Directions:
Pick up the scourgify.py CSV-cleaning exercise below where its text leaves off.

Page extract:
····················

Scourgify

“Ah, well,” said Tonks, slamming the trunk’s lid shut, “at least it’s all in. That could do with a bit of cleaning, too.” She pointed her wand at Hedwig’s cage. “Scourgify.” A few feathers and droppings vanished.

Harry Potter and the Order of the Phoenix

Data, too, often needs to be “cleaned,” as by reformatting it, so that values are in a consistent, if not more convenient, format. Consider, for instance, this CSV file of students, before.csv, below:

name,house
"Abbott, Hannah",Hufflepuff
"Bell, Katie",Gryffindor
"Bones, Susan",Hufflepuff
"Boot, Terry",Ravenclaw
"Brown, Lavender",Gryffindor
"Bulstrode, Millicent",Slytherin
"Chang, Cho",Ravenclaw
"Clearwater, Penelope",Ravenclaw
"Crabbe, Vincent",Slytherin
"Creevey, Colin",Gryffindor
"Creevey, Dennis",Gryffindor
"Diggory, Cedric",Hufflepuff
"Edgecombe, Marietta",Ravenclaw
"Finch-Fletchley, Justin",Hufflepuff
"Finnigan, Seamus",Gryffindor
"Goldstein, Anthony",Ravenclaw
"Goyle, Gregory",Slytherin
"Granger, Hermione",Gryffindor
"Johnson, Angelina",Gryffindor
"Jordan, Lee",Gryffindor
"Longbottom, Neville",Gryffindor
"Lovegood, Luna",Ravenclaw
"Lupin, Remus",Gryffindor
"Malfoy, Draco",Slytherin
"Malfoy, Scorpius",Slytherin
"Macmillan, Ernie",Hufflepuff
"McGonagall, Minerva",Gryffindor
"Midgen, Eloise",Gryffindor
"McLaggen, Cormac",Gryffindor
"Montague, Graham",Slytherin
"Nott, Theodore",Slytherin
"Parkinson, Pansy",Slytherin
"Patil, Padma",Gryffindor
"Patil, Parvati",Gryffindor
"Potter, Harry",Gryffindor
"Riddle, Tom",Slytherin
"Robins, Demelza",Gryffindor
"Scamander, Newt",Hufflepuff
"Slughorn, Horace",Slytherin
"Smith, Zacharias",Hufflepuff
"Snape, Severus",Slytherin
"Spinnet, Alicia",Gryffindor
"Sprout, Pomona",Hufflepuff
"Thomas, Dean",Gryffindor
"Vane, Romilda",Gryffindor
"Warren, Myrtle",Ravenclaw
"Weasley, Fred",Gryffindor
"Weasley, George",Gryffindor
"Weasley, Ginny",Gryffindor
"Weasley, Percy",Gryffindor
"Weasley, Ron",Gryffindor
"Wood, Oliver",Gryffindor
"Zabini, Blaise",Slytherin

Source: en.wikipedia.org/wiki/List_of_Harry_Potter_characters

Even though each “row” in the file has three values (last name, first name, and house), the first two are combined into one “column” (name), escaped with double quotes, with last name and first name separated by a comma and space. Not ideal if Hogwarts wants to send a form letter to each student, as via mail merge, since it’d be strange to start a letter with:

Dear Potter, Harry,

Rather than with, for instance:

Dear Harry,

In a file called scourgify.py, implement a program that:

  • Expects the user to provide two command-line arguments:
    • the name of an existing CSV file to read as input, whose columns are assumed to be, in order, name and house, and
    • the name of a new CSV to write as output, whose columns should be, in order, first, last, and house.

····················

Point annotation dataset records
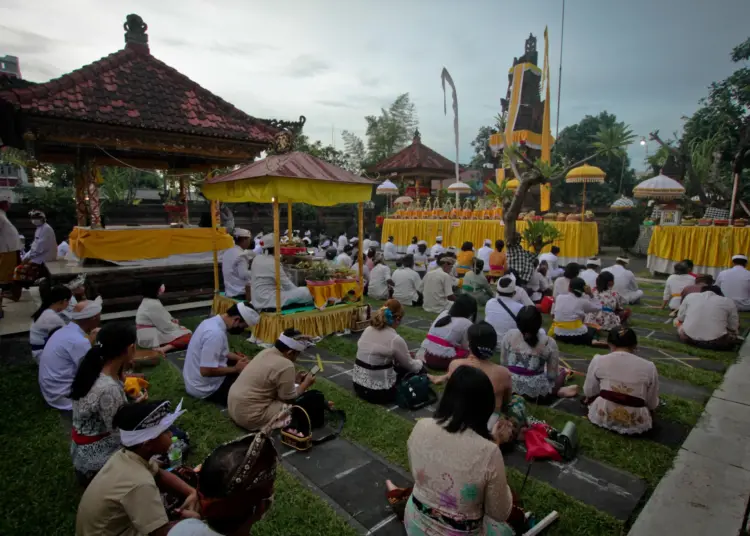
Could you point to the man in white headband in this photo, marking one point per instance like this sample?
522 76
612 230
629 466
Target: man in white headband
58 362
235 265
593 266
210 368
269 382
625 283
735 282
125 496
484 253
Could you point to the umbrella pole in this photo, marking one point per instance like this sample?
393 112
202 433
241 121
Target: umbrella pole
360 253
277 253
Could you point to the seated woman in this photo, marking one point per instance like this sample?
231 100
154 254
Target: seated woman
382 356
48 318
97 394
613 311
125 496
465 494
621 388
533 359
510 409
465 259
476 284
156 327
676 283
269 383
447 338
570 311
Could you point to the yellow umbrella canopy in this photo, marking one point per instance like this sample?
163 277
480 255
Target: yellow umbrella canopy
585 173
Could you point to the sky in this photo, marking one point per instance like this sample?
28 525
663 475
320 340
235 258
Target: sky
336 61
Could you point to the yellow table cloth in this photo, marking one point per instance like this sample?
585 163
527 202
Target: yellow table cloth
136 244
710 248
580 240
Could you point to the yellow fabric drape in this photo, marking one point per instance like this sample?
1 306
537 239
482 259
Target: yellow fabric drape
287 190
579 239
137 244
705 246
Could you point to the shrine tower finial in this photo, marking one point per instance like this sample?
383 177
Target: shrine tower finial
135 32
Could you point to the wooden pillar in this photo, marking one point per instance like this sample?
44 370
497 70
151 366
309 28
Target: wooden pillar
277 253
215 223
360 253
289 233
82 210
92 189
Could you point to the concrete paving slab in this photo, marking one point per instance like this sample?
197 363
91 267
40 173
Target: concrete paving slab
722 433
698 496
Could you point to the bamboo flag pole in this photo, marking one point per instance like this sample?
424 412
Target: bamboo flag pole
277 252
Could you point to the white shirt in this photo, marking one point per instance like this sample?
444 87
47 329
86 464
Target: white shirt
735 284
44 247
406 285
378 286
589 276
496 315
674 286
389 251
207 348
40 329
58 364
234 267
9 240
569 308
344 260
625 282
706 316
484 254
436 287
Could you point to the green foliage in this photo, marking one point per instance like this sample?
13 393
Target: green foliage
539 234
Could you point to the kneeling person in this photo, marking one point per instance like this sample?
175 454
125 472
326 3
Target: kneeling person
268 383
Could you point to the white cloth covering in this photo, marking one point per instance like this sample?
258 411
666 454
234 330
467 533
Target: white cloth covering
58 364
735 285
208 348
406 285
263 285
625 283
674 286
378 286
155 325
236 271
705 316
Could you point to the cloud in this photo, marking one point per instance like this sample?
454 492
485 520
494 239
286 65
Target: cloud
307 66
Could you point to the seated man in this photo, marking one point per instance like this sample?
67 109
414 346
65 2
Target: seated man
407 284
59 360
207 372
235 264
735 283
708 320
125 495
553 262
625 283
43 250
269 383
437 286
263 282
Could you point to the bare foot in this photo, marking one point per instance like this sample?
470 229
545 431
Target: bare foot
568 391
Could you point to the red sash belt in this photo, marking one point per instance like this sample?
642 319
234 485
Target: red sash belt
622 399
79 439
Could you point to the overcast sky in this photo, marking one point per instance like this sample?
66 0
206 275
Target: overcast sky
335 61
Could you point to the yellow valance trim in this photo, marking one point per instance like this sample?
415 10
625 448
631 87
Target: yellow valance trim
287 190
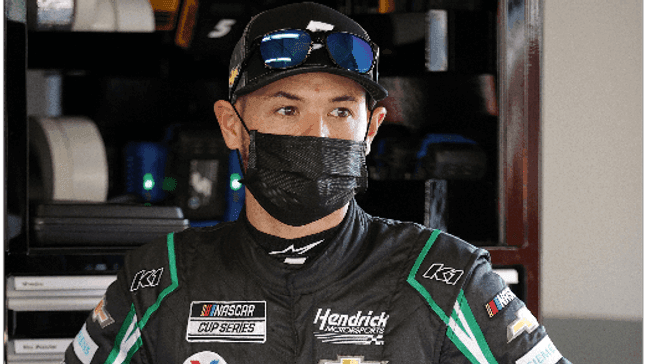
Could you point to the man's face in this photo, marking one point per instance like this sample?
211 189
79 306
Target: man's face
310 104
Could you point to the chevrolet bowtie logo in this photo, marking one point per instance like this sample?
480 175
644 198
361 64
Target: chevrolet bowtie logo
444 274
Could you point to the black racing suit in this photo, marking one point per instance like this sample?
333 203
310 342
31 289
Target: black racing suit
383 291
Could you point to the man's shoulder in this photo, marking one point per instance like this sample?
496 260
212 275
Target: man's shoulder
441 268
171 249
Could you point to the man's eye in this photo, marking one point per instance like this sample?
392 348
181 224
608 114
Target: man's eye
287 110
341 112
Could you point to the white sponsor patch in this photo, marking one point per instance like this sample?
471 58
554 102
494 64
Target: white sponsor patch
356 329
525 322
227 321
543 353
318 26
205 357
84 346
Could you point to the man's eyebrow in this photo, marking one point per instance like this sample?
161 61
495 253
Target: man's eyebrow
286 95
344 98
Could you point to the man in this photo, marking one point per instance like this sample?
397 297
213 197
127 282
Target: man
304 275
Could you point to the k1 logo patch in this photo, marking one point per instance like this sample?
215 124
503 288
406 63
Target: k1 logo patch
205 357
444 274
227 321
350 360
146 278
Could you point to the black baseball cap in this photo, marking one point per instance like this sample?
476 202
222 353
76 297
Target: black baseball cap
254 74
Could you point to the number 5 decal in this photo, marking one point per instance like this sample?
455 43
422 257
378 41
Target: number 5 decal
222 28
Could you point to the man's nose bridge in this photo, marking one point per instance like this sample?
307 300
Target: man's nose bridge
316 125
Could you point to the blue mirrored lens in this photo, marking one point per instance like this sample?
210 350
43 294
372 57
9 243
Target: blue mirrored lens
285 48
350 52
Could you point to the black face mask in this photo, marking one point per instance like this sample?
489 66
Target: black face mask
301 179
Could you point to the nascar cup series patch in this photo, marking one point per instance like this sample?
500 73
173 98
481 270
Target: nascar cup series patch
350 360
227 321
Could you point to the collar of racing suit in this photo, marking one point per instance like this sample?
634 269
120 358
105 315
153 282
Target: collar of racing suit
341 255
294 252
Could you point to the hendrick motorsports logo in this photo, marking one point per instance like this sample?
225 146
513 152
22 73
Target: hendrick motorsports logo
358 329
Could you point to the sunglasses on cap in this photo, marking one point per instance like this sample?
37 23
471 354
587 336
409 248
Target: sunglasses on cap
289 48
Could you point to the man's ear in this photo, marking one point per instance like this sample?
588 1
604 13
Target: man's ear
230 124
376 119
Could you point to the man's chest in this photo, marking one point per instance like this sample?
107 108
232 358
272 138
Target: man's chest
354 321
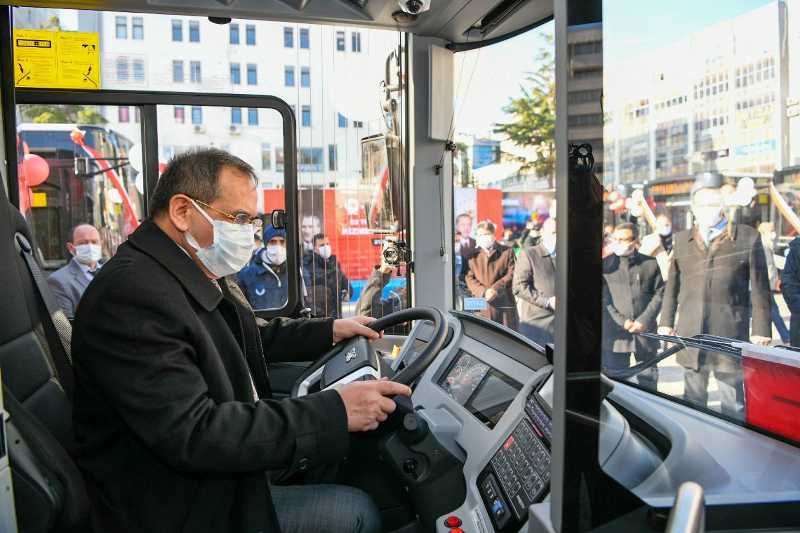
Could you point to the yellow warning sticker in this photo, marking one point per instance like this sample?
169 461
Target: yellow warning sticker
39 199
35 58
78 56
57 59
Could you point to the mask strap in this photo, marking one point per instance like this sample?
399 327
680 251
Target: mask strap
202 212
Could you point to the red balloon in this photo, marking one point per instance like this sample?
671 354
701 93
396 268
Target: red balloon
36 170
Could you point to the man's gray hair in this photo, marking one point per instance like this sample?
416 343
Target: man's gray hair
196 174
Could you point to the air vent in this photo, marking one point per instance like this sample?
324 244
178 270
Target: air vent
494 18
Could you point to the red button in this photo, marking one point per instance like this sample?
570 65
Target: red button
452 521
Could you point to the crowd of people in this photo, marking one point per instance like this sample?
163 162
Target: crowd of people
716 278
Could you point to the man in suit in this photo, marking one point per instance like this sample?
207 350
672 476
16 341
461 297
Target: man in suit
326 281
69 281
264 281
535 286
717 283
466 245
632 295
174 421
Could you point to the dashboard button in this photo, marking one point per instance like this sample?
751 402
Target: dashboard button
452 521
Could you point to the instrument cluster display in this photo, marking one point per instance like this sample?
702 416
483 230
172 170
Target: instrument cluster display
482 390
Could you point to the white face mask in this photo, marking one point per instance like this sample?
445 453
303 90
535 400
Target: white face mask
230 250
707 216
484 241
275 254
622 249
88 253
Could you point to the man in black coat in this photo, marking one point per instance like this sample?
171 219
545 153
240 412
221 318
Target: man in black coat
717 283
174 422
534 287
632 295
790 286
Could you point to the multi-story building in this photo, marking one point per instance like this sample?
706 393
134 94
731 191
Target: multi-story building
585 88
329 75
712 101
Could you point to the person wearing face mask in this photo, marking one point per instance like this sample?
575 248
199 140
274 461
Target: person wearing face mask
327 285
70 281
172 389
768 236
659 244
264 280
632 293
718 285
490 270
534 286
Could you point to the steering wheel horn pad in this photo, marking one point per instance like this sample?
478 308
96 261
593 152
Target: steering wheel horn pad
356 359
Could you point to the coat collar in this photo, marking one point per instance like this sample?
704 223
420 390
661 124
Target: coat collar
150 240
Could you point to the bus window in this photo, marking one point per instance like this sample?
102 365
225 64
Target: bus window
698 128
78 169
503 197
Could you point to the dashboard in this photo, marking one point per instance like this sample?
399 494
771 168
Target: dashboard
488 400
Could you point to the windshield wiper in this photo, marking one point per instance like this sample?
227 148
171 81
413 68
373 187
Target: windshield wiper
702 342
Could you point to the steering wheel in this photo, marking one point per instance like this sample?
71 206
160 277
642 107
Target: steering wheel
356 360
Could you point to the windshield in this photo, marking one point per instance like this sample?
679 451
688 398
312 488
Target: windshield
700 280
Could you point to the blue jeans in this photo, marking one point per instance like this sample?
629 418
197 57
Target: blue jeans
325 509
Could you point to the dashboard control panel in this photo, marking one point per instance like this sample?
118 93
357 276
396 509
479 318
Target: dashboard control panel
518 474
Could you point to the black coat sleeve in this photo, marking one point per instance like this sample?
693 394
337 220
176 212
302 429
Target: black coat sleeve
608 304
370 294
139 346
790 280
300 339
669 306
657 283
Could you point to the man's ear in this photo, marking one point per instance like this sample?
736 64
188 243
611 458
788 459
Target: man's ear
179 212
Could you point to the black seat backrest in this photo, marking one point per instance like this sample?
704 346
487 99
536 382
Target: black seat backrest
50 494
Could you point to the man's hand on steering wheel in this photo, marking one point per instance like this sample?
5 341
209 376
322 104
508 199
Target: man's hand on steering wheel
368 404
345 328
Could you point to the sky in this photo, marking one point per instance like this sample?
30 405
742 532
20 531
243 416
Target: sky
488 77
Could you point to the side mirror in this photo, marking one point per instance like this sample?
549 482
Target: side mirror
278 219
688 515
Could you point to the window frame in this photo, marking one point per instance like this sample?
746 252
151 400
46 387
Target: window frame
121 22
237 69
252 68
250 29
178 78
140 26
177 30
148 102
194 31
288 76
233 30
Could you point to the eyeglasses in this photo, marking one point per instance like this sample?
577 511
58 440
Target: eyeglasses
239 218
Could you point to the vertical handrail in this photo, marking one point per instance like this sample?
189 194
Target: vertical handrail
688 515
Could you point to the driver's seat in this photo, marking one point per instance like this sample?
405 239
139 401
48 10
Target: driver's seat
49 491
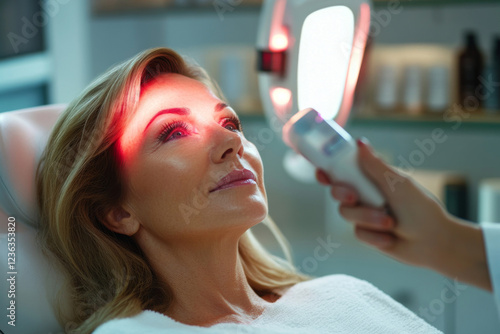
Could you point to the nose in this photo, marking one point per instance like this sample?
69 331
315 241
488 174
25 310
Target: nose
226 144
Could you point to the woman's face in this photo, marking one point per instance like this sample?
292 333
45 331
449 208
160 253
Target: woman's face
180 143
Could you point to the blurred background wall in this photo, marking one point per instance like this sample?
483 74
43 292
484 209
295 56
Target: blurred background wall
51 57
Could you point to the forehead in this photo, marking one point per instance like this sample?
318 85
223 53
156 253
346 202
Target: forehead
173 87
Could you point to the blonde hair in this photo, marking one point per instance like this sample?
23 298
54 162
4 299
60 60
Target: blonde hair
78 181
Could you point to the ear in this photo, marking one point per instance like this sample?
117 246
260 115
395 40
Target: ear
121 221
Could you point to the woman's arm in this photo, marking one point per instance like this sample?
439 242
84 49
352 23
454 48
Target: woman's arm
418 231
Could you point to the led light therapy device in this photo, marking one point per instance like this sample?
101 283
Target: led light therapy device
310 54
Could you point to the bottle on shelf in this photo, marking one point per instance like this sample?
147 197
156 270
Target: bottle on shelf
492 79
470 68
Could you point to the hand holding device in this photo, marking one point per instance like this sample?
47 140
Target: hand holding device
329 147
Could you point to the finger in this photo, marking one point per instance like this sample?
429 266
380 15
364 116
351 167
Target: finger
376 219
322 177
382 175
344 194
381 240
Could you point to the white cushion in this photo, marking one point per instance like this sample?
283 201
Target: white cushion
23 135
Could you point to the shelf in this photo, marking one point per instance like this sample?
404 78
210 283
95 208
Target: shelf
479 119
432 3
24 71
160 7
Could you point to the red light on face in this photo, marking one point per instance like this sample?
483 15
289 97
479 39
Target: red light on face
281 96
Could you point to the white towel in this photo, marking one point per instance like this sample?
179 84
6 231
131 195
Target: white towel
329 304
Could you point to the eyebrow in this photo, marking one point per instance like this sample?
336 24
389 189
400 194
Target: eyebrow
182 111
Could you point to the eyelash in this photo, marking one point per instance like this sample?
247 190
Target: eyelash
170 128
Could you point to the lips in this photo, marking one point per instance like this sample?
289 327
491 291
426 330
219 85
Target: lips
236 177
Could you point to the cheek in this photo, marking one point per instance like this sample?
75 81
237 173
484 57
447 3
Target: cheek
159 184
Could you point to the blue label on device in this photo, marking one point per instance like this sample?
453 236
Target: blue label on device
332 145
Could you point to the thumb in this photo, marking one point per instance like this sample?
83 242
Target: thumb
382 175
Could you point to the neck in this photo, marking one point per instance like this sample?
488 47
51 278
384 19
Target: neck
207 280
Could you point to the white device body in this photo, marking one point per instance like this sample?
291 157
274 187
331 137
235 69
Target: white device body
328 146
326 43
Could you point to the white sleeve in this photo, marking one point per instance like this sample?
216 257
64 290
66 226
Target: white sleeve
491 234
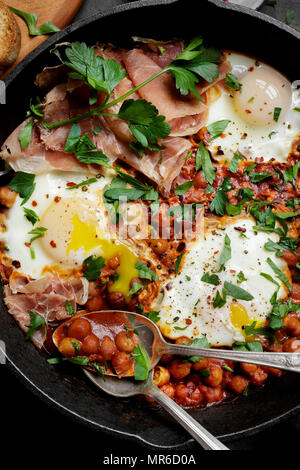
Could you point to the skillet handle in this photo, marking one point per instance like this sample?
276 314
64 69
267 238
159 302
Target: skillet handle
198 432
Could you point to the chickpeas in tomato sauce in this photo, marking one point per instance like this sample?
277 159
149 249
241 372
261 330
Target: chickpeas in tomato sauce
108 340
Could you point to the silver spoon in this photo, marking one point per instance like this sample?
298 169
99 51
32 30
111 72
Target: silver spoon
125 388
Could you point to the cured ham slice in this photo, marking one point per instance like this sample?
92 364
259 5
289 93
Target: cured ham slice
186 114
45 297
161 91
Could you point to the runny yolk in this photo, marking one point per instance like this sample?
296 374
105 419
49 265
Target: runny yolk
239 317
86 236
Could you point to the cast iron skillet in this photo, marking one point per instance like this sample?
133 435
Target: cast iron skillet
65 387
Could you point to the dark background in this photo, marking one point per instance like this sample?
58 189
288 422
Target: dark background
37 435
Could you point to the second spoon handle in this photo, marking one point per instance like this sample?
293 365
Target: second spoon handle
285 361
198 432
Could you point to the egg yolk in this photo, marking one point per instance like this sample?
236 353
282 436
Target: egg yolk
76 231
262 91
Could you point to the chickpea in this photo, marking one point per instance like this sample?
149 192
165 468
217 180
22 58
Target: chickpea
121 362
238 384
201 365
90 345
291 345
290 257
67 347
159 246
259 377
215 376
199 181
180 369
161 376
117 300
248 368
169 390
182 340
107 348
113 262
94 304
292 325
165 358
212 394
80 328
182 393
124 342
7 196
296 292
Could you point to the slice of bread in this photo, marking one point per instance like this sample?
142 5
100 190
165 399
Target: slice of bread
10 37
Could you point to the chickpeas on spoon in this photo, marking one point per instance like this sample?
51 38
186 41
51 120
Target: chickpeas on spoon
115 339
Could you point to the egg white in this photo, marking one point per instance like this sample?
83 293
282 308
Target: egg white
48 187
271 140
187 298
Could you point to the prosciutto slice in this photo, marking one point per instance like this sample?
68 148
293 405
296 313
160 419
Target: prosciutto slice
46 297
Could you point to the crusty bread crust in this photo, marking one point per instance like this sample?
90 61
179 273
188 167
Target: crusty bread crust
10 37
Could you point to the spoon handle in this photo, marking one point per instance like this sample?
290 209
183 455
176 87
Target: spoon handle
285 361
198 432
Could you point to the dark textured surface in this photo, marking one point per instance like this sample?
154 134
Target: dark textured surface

····················

Response to this exercise:
  • Converts that input to that output, splitting each name into a first name and last name. Assume that each student will have both a first name and last name.

If the user does not provide exactly two command-line arguments, or if the first cannot be read, the program should exit via sys.exit with an error message.

Hints

Demo

Before You Begin

Log into cs50.dev, click on your terminal window, and execute cd by itself. You should find that your terminal window’s prompt resembles the below:

$

Next execute

mkdir scourgify

to make a folder called scourgify in your codespace.

Then execute

cd scourgify

to change directories into that folder. You should now see your terminal prompt as scourgify/ $. You can now execute

code scourgify.py

to make a file called scourgify.py where you’ll write your program. Be sure to run

wget https://cs50.harvard.edu/python/2022/psets/6/scourgify/before.csv

to download before.csv into your folder.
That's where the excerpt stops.